┌─ Records provided
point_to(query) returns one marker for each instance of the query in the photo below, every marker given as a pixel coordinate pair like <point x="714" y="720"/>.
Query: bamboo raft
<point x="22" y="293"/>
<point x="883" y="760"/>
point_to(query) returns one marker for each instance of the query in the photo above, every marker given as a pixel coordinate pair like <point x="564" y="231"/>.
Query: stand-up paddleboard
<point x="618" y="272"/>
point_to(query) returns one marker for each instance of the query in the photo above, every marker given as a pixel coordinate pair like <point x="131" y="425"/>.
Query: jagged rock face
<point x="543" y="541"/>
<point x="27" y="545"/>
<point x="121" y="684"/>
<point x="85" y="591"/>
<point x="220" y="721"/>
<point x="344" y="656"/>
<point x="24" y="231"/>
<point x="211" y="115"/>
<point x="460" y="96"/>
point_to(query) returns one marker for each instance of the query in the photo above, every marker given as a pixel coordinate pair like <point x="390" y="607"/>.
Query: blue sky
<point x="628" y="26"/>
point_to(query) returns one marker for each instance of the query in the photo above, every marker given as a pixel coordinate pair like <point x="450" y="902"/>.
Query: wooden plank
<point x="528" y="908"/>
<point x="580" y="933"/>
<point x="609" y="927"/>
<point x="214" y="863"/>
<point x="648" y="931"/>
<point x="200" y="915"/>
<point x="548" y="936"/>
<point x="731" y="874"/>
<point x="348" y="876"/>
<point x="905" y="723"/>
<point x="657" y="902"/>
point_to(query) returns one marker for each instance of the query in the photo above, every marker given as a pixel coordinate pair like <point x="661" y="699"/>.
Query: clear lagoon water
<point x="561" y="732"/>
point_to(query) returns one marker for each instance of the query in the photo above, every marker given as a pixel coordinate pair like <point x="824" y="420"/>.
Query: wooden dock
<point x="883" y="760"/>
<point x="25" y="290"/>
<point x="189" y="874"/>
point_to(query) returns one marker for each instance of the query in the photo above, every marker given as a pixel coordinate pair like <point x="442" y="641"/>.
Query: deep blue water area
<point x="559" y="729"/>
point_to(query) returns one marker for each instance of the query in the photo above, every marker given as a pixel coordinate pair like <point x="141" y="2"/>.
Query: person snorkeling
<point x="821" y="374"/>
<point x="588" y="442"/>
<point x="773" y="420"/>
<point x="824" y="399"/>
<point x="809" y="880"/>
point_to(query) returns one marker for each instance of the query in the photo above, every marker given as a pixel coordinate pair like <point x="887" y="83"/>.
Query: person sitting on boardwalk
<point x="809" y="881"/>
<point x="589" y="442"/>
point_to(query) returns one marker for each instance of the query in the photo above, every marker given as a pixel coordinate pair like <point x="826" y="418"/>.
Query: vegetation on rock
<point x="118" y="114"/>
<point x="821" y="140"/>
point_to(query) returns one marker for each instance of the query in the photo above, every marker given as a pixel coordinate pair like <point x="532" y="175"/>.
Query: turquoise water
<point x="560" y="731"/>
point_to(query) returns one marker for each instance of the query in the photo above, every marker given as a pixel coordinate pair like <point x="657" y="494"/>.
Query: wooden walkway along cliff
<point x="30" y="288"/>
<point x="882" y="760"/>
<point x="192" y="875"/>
└─
What to work on -> Print all the data above word for word.

Solution for this exercise ->
point_to(query) returns one marker for each instance of the query in the photo below, every marker given as a pixel coordinate pair like <point x="714" y="720"/>.
Query: bamboo raft
<point x="22" y="293"/>
<point x="883" y="760"/>
point_to(query) returns one marker for each instance of the query in the photo above, every marker given as a pixel coordinate pair like <point x="564" y="231"/>.
Query: stand-up paddleboard
<point x="618" y="272"/>
point_to(query) returns one marker for each instance of the query in the photo above, every marker given as a pixel coordinate pair like <point x="131" y="425"/>.
Query: jagged rock face
<point x="543" y="541"/>
<point x="27" y="545"/>
<point x="121" y="684"/>
<point x="85" y="591"/>
<point x="220" y="721"/>
<point x="344" y="656"/>
<point x="24" y="231"/>
<point x="211" y="115"/>
<point x="460" y="96"/>
point_to(query) returns one marker for each instance of the query in the photo above, every marker given as a pixel coordinate pair like <point x="390" y="607"/>.
Query: blue sky
<point x="628" y="26"/>
point_to(query) returns one marker for each instance of the query in the photo above, every marker given as a pixel coordinate pair like <point x="450" y="902"/>.
Query: wooden plank
<point x="528" y="908"/>
<point x="580" y="933"/>
<point x="609" y="927"/>
<point x="214" y="863"/>
<point x="648" y="931"/>
<point x="200" y="915"/>
<point x="548" y="936"/>
<point x="731" y="874"/>
<point x="348" y="876"/>
<point x="905" y="723"/>
<point x="657" y="902"/>
point_to(query) returns one marker for each instance of the query in the photo above, every marker given as a pixel coordinate pair like <point x="661" y="699"/>.
Query: clear lagoon water
<point x="561" y="732"/>
point_to(query) returns one marker for each instance of the query in the photo above, every marker given as a pixel coordinate pair like <point x="824" y="420"/>.
Query: wooden dock
<point x="883" y="760"/>
<point x="25" y="290"/>
<point x="189" y="874"/>
point_to(query) returns one marker for each instance of the query in the photo above, every marker given as a pixel coordinate pair like <point x="442" y="641"/>.
Query: deep blue water area
<point x="559" y="729"/>
point_to(query) returns one marker for each instance of the query in the photo above, every marker given as a pixel coordinate pair like <point x="141" y="2"/>.
Query: person snorkeling
<point x="821" y="374"/>
<point x="588" y="442"/>
<point x="773" y="420"/>
<point x="824" y="399"/>
<point x="809" y="880"/>
point_to(query) returns one marker for each instance of the query in the photo above, every marker given as a pixel coordinate pair like <point x="887" y="83"/>.
Query: person sitting on boardwalk
<point x="809" y="881"/>
<point x="589" y="442"/>
point_to(query) returns one marker for each instance of the query in the photo above, every marker given as a pixel coordinate pair like <point x="826" y="418"/>.
Query: vegetation on rock
<point x="118" y="114"/>
<point x="821" y="140"/>
point_to(query) returns one marker for each instance of the query in the photo above, every marker given as a pixel coordinate pair like <point x="532" y="175"/>.
Query: turquoise water
<point x="560" y="731"/>
point_to(query) returns one marker for each instance of the query in the photo above, every marker given as a pixel coordinate pair like <point x="657" y="494"/>.
Query: wooden walkway along cliff
<point x="30" y="288"/>
<point x="882" y="760"/>
<point x="192" y="875"/>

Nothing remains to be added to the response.